TO BE DONE - Filter the lines below and copy each one that contains the string "bracket", treating uppercase and lowercase letters as distinct.

MATERIAL SHOWN -
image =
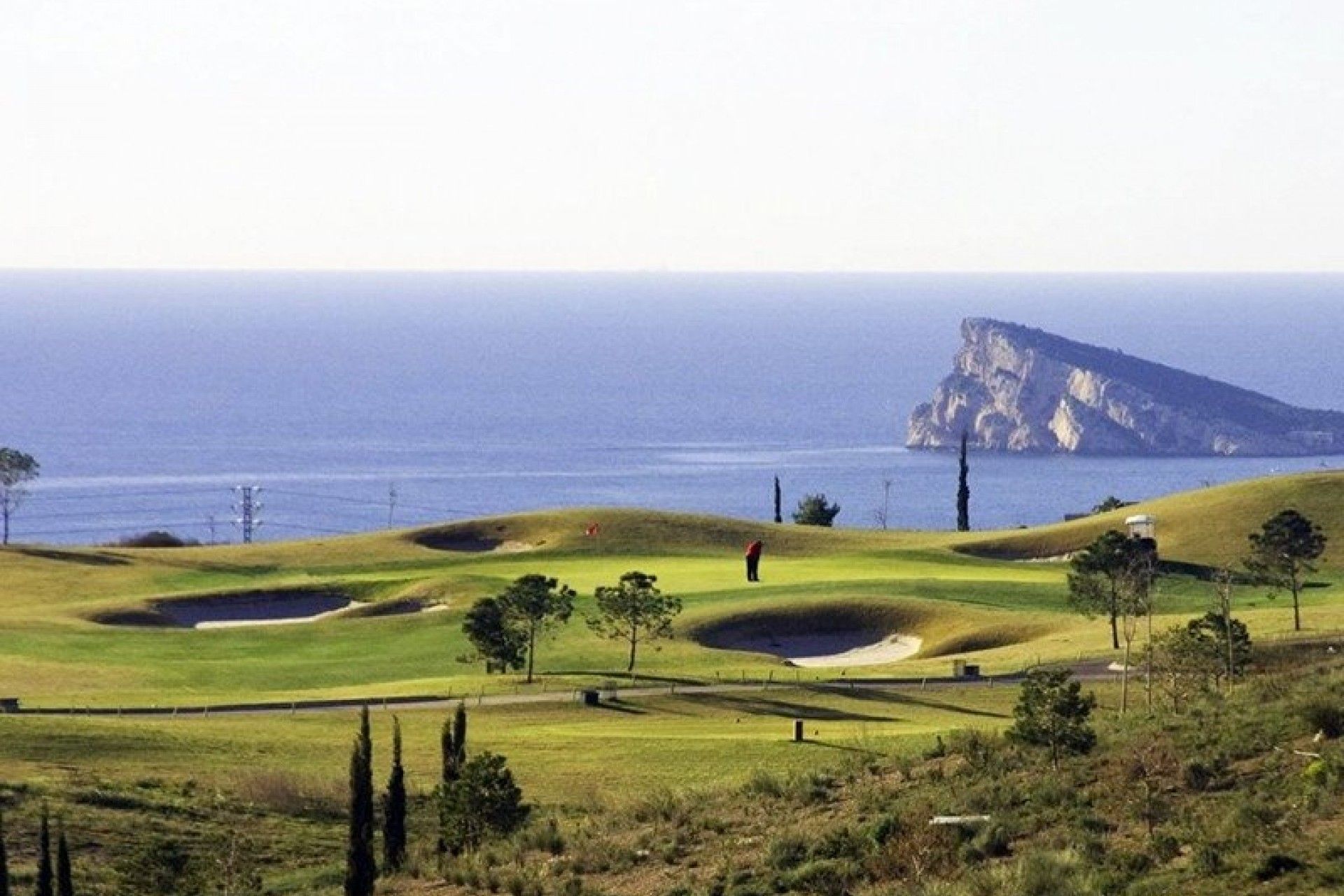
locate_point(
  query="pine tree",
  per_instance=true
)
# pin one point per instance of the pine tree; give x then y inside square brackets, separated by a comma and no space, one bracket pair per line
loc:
* * *
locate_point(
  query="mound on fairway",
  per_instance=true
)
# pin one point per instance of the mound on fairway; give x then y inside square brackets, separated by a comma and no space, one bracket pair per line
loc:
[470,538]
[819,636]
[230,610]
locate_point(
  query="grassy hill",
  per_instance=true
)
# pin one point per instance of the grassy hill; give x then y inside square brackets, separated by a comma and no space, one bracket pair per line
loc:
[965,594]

EXERCISE OUTPUT -
# pin one point per instance of the pine tree; give x then y inside square brackets, separated by a comma and no space, one bracket pair per line
# pin one point per instance of the mound on fairway; give x then y inside square brackets, separated by a comma and no space, one bracket pair per line
# pin one point per instance of the grassy hill; give x then y inside square brackets, separated by a comma and no space, one bracket pair per line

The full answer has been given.